Exercise task: Convert every line of the items below into a JSON array of strings, one string per line, with blank lines dropped. Omit the pictures from the output.
----
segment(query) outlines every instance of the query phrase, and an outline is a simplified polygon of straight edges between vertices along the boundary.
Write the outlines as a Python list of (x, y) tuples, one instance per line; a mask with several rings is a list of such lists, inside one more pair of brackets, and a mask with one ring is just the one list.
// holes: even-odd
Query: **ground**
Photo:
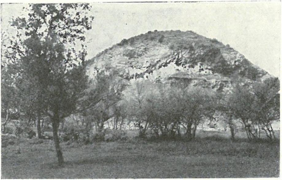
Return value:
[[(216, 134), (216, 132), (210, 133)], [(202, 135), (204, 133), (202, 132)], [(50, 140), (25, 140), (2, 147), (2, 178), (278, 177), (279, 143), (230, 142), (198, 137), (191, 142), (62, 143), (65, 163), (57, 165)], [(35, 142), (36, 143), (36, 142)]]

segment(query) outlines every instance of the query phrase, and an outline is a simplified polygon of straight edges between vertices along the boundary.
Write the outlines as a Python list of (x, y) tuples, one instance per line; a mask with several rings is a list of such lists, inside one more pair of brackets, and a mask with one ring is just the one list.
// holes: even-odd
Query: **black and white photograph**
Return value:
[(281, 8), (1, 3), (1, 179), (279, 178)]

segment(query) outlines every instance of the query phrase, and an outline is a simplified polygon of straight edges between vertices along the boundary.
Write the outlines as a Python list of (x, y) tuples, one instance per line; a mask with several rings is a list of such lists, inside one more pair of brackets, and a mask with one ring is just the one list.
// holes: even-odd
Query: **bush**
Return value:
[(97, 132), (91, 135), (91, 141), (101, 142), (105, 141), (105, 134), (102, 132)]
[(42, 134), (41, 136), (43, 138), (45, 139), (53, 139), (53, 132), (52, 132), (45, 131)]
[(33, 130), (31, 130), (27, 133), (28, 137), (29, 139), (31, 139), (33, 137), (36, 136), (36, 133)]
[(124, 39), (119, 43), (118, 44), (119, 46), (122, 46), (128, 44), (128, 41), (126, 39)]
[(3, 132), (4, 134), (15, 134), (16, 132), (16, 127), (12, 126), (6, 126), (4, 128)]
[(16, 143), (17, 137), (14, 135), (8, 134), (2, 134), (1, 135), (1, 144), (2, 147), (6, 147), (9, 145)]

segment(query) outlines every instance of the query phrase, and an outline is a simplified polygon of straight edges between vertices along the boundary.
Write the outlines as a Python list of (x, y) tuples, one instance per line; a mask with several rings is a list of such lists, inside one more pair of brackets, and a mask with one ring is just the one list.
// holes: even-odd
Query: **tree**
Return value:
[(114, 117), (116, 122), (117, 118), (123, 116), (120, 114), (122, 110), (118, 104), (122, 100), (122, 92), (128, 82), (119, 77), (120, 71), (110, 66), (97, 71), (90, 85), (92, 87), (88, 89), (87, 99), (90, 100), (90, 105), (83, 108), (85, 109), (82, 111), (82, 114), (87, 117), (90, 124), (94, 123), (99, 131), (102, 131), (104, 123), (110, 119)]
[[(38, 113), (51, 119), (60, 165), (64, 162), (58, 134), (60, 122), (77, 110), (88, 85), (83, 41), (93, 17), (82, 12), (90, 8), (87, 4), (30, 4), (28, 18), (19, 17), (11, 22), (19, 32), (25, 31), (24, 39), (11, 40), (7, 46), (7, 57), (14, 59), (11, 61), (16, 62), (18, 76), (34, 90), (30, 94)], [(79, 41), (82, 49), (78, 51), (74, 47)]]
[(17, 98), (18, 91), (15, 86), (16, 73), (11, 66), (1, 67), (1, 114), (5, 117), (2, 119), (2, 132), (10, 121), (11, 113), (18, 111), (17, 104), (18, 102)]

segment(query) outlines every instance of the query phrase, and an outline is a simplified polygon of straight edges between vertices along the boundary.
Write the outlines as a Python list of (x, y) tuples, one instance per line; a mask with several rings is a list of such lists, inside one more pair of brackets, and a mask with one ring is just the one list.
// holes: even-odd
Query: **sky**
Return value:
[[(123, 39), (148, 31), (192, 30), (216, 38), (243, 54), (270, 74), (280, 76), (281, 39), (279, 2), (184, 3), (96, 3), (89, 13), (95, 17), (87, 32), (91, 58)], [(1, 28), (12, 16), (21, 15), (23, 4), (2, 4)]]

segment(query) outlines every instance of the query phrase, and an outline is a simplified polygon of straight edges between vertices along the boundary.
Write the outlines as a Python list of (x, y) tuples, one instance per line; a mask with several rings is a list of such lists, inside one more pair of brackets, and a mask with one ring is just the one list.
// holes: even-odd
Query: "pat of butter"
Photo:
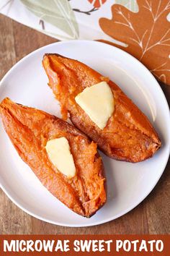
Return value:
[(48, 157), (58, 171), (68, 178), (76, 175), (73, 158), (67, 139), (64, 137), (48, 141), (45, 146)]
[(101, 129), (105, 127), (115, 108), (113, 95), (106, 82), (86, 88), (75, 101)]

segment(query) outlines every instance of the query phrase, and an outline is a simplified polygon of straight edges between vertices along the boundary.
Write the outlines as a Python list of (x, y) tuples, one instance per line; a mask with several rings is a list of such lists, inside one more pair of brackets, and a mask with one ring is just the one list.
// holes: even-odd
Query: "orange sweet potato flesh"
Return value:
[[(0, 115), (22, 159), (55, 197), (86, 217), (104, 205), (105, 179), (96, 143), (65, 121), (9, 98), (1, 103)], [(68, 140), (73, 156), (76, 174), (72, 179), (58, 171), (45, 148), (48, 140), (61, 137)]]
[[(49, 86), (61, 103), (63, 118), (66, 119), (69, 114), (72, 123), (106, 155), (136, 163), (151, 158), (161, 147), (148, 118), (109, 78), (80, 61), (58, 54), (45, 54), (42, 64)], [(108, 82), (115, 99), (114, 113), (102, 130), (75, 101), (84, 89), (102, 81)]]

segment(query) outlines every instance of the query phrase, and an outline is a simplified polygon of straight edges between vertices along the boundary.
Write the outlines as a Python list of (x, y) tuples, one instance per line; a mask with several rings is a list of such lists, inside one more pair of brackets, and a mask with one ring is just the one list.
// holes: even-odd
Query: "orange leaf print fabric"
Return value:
----
Final result:
[
  "segment(query) outlines every instance of the query phrase, and an outline is a simplified polygon of straight edges between vertices along the boundary.",
  "Write the outlines as a Python list of (x, y) tuples, one instance per line; a mask with several rings is a list of such lists, inside one more pair of brackets, and a mask with one ring is just the one list.",
  "// holes: even-odd",
  "Query: **ground**",
  "Photo:",
  "Return value:",
  "[[(216, 134), (216, 132), (210, 133)], [(202, 135), (204, 133), (202, 132)], [(50, 140), (25, 140), (2, 147), (2, 178), (278, 177), (279, 143), (230, 142), (198, 137), (191, 142), (62, 143), (65, 163), (57, 165)], [(35, 142), (36, 143), (36, 142)]]",
  "segment(query) outlines every instance of the query phrase, and an outline is a simplified polygon of straight edges between vertices along the boundary.",
  "Write the outlines as a Python list of (x, y) tuples, one instance per line; a mask with several rings is a list of such lists, inside one more pair of brackets, and a mask with one ring is just the one list.",
  "// holes: even-odd",
  "Query: **black and white photograph**",
  "Return value:",
  "[(281, 8), (1, 3), (1, 179), (279, 178)]",
  "segment(query) outlines every instance of the query phrase, and an outline is a simplified polygon of straight edges between vertices along the boundary.",
  "Write the outlines as a Python list of (x, y) tuples, one instance per line; a mask with several rings is a list of such lists, inside one more pair of brackets, and a mask with one ring is just the one list.",
  "// holes: even-odd",
  "Query: **bush**",
  "Return value:",
  "[(97, 132), (91, 135), (91, 141), (101, 142), (105, 141), (105, 134), (102, 132)]",
  "[(42, 134), (41, 136), (43, 138), (45, 139), (53, 139), (53, 132), (52, 132), (45, 131)]",
  "[(33, 130), (31, 130), (27, 133), (28, 137), (29, 139), (31, 139), (33, 137), (36, 136), (36, 133)]",
  "[(124, 39), (119, 43), (118, 44), (119, 46), (122, 46), (128, 44), (128, 41), (126, 39)]",
  "[(3, 132), (4, 134), (15, 134), (16, 132), (16, 127), (12, 126), (6, 126), (4, 128)]",
  "[(16, 143), (17, 137), (14, 135), (8, 134), (2, 134), (1, 135), (1, 144), (2, 147), (6, 147), (9, 145)]",
  "segment(query) outlines every instance of the query phrase, and an outline is a simplified polygon of straight edges between vertices along the boundary.",
  "Write the outlines as a Python list of (x, y) tuples, one instance per line; a mask with several rings is a list of such lists, inside one more pair of brackets, and a mask with one ring is just the one list.",
  "// holes: even-odd",
  "Query: **tree**",
  "Return value:",
  "[(114, 117), (116, 122), (117, 118), (123, 116), (120, 114), (122, 110), (118, 104), (122, 100), (122, 92), (128, 82), (119, 77), (120, 71), (110, 66), (97, 71), (90, 85), (92, 87), (88, 89), (87, 99), (90, 100), (90, 105), (83, 108), (85, 109), (82, 111), (82, 114), (87, 117), (90, 124), (94, 123), (99, 131), (102, 131), (104, 123), (110, 119)]",
  "[[(38, 113), (51, 119), (60, 165), (64, 162), (58, 134), (60, 122), (77, 110), (88, 85), (83, 41), (93, 17), (82, 12), (90, 8), (87, 4), (30, 4), (28, 18), (19, 17), (11, 22), (19, 32), (25, 31), (24, 39), (11, 40), (7, 46), (7, 57), (14, 59), (11, 61), (16, 62), (18, 76), (34, 90), (30, 94)], [(79, 41), (82, 49), (78, 51), (74, 47)]]",
  "[(17, 98), (18, 91), (15, 86), (16, 73), (11, 66), (1, 67), (1, 114), (5, 117), (2, 119), (2, 132), (10, 121), (11, 113), (18, 111), (17, 104), (18, 102)]",
  "segment(query) outlines every instance of the query phrase, and an outline is a simplified polygon of straight edges between vertices along the boundary.",
  "Write the outlines as a Python list of (x, y) tuples, one instance per line; a mask with several rings is a list of such lists, inside one more pair of brackets, and a mask with one ring is just the one list.",
  "// holes: even-odd",
  "Query: **sky**",
  "Return value:",
  "[[(123, 39), (148, 31), (192, 30), (216, 38), (243, 54), (270, 74), (280, 76), (281, 39), (279, 2), (184, 3), (96, 3), (89, 13), (95, 17), (87, 32), (91, 58)], [(1, 28), (12, 16), (21, 15), (23, 4), (2, 4)]]",
  "segment(query) outlines every instance of the query phrase, and an outline is a simplified polygon of straight edges between vertices along the boundary.",
  "Write the outlines as a Python list of (x, y) tuples, one instance per line; a mask with several rings is a list of such lists, inside one more pair of brackets, and a mask with one ring is just the one list.",
  "// holes: even-odd",
  "Query: \"pat of butter\"",
  "Photo:",
  "Return value:",
  "[(48, 157), (58, 171), (68, 178), (76, 175), (73, 158), (67, 139), (64, 137), (48, 141), (45, 146)]",
  "[(101, 129), (105, 127), (115, 108), (113, 95), (106, 82), (86, 88), (75, 101)]",
  "segment(query) outlines every instance of the query phrase, and an outline is a simplified polygon of straight edges between vertices along the boundary.",
  "Write the outlines as a Python list of (x, y) tuples, one instance per line; a mask with several rings is a list of such lists, inside one more pair of brackets, and a mask with one ring is just the one list.",
  "// holes: even-odd",
  "Query: \"orange sweet potato flesh\"",
  "Return value:",
  "[[(0, 115), (22, 159), (55, 197), (86, 217), (104, 205), (105, 179), (96, 143), (65, 121), (9, 98), (1, 103)], [(68, 140), (73, 156), (76, 174), (72, 179), (58, 171), (45, 148), (48, 140), (61, 137)]]",
  "[[(49, 86), (61, 103), (63, 118), (66, 119), (69, 114), (72, 123), (106, 155), (136, 163), (151, 158), (161, 147), (148, 118), (109, 78), (80, 61), (58, 54), (45, 54), (42, 64)], [(108, 82), (115, 99), (114, 113), (102, 130), (75, 101), (84, 89), (102, 81)]]",
  "segment(query) outlines every instance of the query phrase, and an outline is a simplified polygon of straight edges between vertices along the boundary.",
  "Write the outlines as a Python list of (x, y) tuples, one instance per line; a mask with several rings is a list of such lists, inside one more pair of brackets, and a mask with one ring is just the one list.",
  "// holes: even-odd",
  "Query: \"orange leaf print fabric\"",
  "Return value:"
]